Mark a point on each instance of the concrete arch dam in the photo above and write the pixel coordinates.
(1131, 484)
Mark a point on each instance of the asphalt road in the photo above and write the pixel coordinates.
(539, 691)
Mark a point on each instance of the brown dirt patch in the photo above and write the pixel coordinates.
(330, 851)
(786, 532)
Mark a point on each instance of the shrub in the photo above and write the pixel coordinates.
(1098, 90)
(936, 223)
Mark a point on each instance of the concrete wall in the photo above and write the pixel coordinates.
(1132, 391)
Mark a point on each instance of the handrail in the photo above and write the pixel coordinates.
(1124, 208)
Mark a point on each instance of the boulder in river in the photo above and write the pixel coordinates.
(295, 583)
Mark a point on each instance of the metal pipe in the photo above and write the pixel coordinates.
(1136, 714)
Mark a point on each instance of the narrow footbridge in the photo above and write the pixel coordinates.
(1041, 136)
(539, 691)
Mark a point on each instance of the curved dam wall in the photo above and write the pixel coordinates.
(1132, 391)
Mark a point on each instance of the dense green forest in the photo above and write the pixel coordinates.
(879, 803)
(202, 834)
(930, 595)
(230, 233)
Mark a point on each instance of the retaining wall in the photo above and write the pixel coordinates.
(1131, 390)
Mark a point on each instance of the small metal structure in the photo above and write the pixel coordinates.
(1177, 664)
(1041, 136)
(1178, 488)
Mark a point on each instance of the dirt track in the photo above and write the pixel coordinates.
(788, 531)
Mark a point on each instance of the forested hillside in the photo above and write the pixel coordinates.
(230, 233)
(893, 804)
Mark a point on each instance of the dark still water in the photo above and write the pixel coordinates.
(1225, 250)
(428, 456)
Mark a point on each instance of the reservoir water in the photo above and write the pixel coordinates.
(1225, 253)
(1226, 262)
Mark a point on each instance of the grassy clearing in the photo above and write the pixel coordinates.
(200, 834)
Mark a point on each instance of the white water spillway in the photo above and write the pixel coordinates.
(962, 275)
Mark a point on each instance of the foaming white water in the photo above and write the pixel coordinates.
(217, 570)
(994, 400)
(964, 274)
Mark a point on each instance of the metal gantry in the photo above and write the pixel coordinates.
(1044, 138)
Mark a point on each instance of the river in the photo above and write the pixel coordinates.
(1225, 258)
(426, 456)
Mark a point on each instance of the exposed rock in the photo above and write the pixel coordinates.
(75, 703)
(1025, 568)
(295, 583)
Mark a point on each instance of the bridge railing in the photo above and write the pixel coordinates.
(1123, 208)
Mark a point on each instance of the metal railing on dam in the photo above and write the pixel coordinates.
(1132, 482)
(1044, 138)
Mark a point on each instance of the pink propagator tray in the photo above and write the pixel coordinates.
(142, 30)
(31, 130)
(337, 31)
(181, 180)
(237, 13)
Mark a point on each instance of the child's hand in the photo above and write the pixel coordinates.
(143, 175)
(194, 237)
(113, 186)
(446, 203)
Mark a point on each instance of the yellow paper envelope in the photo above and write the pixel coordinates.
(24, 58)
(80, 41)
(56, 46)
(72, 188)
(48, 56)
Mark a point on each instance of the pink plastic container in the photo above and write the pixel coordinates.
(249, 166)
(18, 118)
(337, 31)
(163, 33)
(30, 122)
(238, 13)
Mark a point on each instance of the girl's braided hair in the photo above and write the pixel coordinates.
★ ★ ★
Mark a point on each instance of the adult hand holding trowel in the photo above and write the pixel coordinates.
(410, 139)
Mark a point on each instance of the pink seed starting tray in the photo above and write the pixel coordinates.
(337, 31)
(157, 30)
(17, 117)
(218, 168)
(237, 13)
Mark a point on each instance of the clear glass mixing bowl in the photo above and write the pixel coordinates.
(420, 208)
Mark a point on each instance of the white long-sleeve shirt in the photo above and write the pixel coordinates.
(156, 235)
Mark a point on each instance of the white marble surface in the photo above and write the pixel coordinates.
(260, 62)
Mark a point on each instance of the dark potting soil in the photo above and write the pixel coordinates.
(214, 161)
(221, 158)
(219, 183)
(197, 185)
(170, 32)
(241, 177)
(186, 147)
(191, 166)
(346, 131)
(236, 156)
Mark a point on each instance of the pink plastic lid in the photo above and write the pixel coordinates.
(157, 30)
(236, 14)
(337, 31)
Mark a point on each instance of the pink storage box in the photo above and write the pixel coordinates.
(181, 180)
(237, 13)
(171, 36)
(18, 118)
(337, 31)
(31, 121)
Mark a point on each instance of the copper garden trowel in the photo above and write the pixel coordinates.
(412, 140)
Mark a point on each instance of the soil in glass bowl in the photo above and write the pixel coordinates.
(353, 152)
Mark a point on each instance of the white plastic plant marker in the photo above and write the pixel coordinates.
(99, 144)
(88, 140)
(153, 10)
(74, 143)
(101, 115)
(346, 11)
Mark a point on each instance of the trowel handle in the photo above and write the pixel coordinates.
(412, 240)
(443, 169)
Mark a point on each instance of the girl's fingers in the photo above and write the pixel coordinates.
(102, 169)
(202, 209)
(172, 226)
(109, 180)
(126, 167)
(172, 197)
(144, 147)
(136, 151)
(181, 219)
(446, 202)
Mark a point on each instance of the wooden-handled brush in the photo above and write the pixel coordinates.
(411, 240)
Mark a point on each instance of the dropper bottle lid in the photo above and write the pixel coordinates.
★ ★ ★
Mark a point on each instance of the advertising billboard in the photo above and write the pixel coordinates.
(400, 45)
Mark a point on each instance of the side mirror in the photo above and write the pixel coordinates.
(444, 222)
★ ★ ★
WHAT YOU NEED TO DO: Every line above from the line with "Mark a point on each instance of the river" to the line with "Mark a point on each instance of the girl's braided" is wanted, ends included; write them out exactly and add no other line.

RESULT OF THIS TASK:
Mark a point on each instance of the river in the photo above and write the pixel coordinates.
(1225, 258)
(426, 456)
Mark a point on each instance of the exposed rock in the photo above and write the pixel coordinates.
(75, 703)
(1025, 568)
(295, 583)
Mark a point on each instance of the bridge railing in the photo above and write the pixel coordinates.
(1123, 208)
Mark a point on each instance of the metal railing on dam in the photo above and write the pixel coordinates.
(1132, 482)
(1044, 138)
Mark a point on each instance of the pink propagator tray in the photo above and write the pixel coordinates.
(142, 30)
(31, 130)
(337, 31)
(181, 180)
(237, 13)
Mark a point on each instance of the child's hand in the photo above and write the pixel coordinates.
(143, 175)
(194, 237)
(113, 186)
(446, 203)
Mark a point on each instance of the yellow paper envelope in the photo above and write the pixel coordinates.
(24, 58)
(80, 41)
(56, 46)
(72, 188)
(48, 56)
Mark a point on each instance of the pink plastic container in the photo above and write the pixel coordinates.
(249, 166)
(18, 118)
(337, 31)
(163, 33)
(30, 122)
(238, 13)
Mark a point on each instance of the girl's braided hair in the photo above and write the pixel coordinates.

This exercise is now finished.